### Фрагмент источника
Однако его экстравагантный почин не остался всуе. Весьма скоро у него нашлись активные и гораздо более именитые последователи типа Евно Фишиевича Азефа или Ивана Федоровича Манасевича-Мануйлова. Поскольку о знаменитом провокаторе Азефе написано уже довольно много (см. у В. К. Агафонова, М. А. Алданова, В. Л. Бурцева, П. П. Заварзина, А. А. Лопухина, Ф. М. Лурье, Л. П. Менщикова, Б. И. Николаевского, В. Б. Савинкова, С. Г Сватикова и др.), не будем более останавливаться на нем и обратимся к ничуть не менее колоритной фигуре его сослуживца по Департаменту полиции Ивану Федоровичу Манасевичу-Мануйлову.

Иван Федорович Манасевич-Мануйлов (1869–1918). Происхождение Ивана Федоровича туманно. Предположительно, он был внебрачным сыном князя Петра Львовича Мещерского и еврейской красавицы Ханки Мавшон. Отец его официальный за подделку акцизных бандеролей по приговору суда был сослан в Сибирь на поселение. Отчество ему дал купец 1-й гильдии Федор Савельевич Манасевич, в доме которого Мануйлов воспитывался с пятилетнего возраста до четырнадцати лет и получил домашнее образование и который оставил ему в наследство 100 тыс. руб.

Журналист, чиновник Департамента полиции, коллежский асессор.

На действительной государственной службе в Петербургском охранном отделении состоял с 16 февраля 1890 г. В 1892 г. поступил в Департамент духовных дел. В 1903 г. – специальный представитель российского Министерства внутренних дел (МВД) в Париже, в задачу которого входило организовать массовый подкуп французских газет, с целью парализации «интриг», направленных против России. В июле 1897 г. Мануйлов был переведен на службу в Министерство внутренних дел и откомандирован для занятий в Департамент духовных дел.

В 1904 г. вновь командирован в Париж для разведывательной деятельности против Японии. В справке Департамента полиции от 2 декабря 1904 г. сообщалось: «С начала военных действий против нашего Отечества Мануйловым была учреждена непосредственная внутренняя агентура при японских миссиях в Гааге, Лондоне и Париже, с отпуском ему на сие 15 820 рублей; благодаря сему представилось возможным, наблюдая за корреспонденцией миссий, получить должное освещение настроений и намерений нашего врага; кроме того, Мануйлову удалось получить часть японского дипломатического шифра и осведомляться таким образом о содержании всех японских дипломатических сношений. Этим путем были получены указания на замысел Японии причинить повреждения судам Второй эскадры на пути следования на Восток».

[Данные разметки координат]
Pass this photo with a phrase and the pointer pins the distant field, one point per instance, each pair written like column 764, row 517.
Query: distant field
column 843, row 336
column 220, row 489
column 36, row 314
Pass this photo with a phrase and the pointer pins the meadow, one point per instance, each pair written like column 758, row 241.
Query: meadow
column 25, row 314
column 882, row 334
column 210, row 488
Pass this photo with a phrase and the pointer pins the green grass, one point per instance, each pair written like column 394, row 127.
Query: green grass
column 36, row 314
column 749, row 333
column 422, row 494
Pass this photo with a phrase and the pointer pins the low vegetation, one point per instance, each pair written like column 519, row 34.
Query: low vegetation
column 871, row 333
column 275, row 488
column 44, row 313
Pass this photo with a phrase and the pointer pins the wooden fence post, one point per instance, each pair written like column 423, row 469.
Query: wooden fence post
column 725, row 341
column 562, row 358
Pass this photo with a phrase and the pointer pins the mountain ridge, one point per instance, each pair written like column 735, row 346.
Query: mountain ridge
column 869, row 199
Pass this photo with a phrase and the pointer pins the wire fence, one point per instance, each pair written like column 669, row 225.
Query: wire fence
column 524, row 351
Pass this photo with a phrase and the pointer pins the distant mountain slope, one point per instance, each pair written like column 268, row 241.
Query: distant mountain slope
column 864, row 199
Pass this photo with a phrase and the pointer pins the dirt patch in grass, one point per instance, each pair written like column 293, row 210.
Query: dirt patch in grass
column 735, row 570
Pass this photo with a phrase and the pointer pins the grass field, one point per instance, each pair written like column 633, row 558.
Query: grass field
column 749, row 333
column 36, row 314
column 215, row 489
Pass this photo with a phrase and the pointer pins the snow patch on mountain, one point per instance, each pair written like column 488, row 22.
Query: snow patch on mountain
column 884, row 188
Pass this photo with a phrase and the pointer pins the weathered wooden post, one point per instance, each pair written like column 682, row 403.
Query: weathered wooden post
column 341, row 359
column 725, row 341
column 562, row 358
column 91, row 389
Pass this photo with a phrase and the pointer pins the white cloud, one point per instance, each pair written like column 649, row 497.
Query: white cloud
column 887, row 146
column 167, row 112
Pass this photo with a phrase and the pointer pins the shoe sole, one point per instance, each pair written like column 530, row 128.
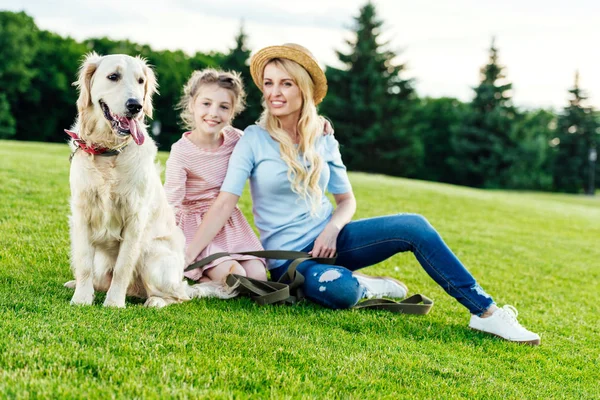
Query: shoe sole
column 535, row 342
column 385, row 277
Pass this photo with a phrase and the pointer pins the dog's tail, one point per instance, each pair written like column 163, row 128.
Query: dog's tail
column 210, row 289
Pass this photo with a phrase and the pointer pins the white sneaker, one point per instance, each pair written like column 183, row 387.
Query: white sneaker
column 503, row 323
column 377, row 287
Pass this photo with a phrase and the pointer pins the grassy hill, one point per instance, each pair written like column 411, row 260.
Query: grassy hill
column 539, row 252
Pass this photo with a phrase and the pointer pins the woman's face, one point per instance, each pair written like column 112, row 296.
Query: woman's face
column 282, row 94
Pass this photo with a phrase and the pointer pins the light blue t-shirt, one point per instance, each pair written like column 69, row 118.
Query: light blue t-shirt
column 282, row 217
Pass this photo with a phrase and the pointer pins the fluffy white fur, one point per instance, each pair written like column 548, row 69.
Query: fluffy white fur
column 123, row 234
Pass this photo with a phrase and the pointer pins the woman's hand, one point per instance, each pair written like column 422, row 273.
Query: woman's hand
column 327, row 126
column 326, row 243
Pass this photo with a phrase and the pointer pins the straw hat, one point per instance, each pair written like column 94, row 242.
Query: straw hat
column 294, row 52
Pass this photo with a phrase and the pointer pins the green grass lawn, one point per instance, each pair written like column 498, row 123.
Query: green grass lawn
column 539, row 252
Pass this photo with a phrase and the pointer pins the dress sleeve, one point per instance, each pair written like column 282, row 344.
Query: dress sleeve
column 338, row 181
column 241, row 165
column 175, row 178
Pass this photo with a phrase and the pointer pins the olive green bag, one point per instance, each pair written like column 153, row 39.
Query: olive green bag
column 288, row 289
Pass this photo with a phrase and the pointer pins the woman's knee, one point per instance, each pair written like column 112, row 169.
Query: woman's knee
column 255, row 269
column 219, row 272
column 332, row 286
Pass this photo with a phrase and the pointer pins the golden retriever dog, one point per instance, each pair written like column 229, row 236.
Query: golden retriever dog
column 123, row 234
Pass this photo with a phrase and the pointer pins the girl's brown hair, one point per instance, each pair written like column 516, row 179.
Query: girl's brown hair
column 231, row 81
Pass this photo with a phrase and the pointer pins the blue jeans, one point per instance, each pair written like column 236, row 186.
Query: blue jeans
column 369, row 241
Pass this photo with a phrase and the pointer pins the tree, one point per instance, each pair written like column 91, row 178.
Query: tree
column 50, row 93
column 370, row 103
column 18, row 34
column 530, row 163
column 484, row 144
column 436, row 121
column 237, row 60
column 577, row 137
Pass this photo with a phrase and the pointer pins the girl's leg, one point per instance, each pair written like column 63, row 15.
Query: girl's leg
column 219, row 272
column 369, row 241
column 255, row 269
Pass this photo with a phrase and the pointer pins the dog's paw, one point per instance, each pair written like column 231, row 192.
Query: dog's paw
column 156, row 302
column 71, row 284
column 82, row 298
column 110, row 302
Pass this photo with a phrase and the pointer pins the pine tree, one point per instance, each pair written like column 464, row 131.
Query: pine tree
column 484, row 145
column 370, row 103
column 577, row 127
column 237, row 60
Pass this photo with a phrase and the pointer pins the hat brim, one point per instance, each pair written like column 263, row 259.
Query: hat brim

### Учебные задания
1. С какой даты, согласно фрагменту о Манасевиче-Мануйлове, он состоял на действительной государственной службе в Петербургском охранном отделении?
2. Приведите строки листинга в виде JSON-списка строк, по одной на каждую строку, без пустых строк. Начните со строки, содержащей «183, row 387.», и остановитесь после строки, содержащей «column 326, row 243».
Текст и листинг между собой никак не связаны.

### Решения задач
1. С 16 февраля 1890 г.

2.
[
  "Pass this photo with a phrase and the pointer pins the white sneaker, one point per instance, each pair written like column 183, row 387.",
  "Query: white sneaker",
  "column 503, row 323",
  "column 377, row 287",
  "Pass this photo with a phrase and the pointer pins the grassy hill, one point per instance, each pair written like column 411, row 260.",
  "Query: grassy hill",
  "column 539, row 252",
  "Pass this photo with a phrase and the pointer pins the woman's face, one point per instance, each pair written like column 112, row 296.",
  "Query: woman's face",
  "column 282, row 94",
  "Pass this photo with a phrase and the pointer pins the light blue t-shirt, one point per instance, each pair written like column 69, row 118.",
  "Query: light blue t-shirt",
  "column 282, row 217",
  "Pass this photo with a phrase and the pointer pins the fluffy white fur, one point per instance, each pair written like column 548, row 69.",
  "Query: fluffy white fur",
  "column 123, row 234",
  "Pass this photo with a phrase and the pointer pins the woman's hand, one point per instance, each pair written like column 422, row 273.",
  "Query: woman's hand",
  "column 327, row 126",
  "column 326, row 243"
]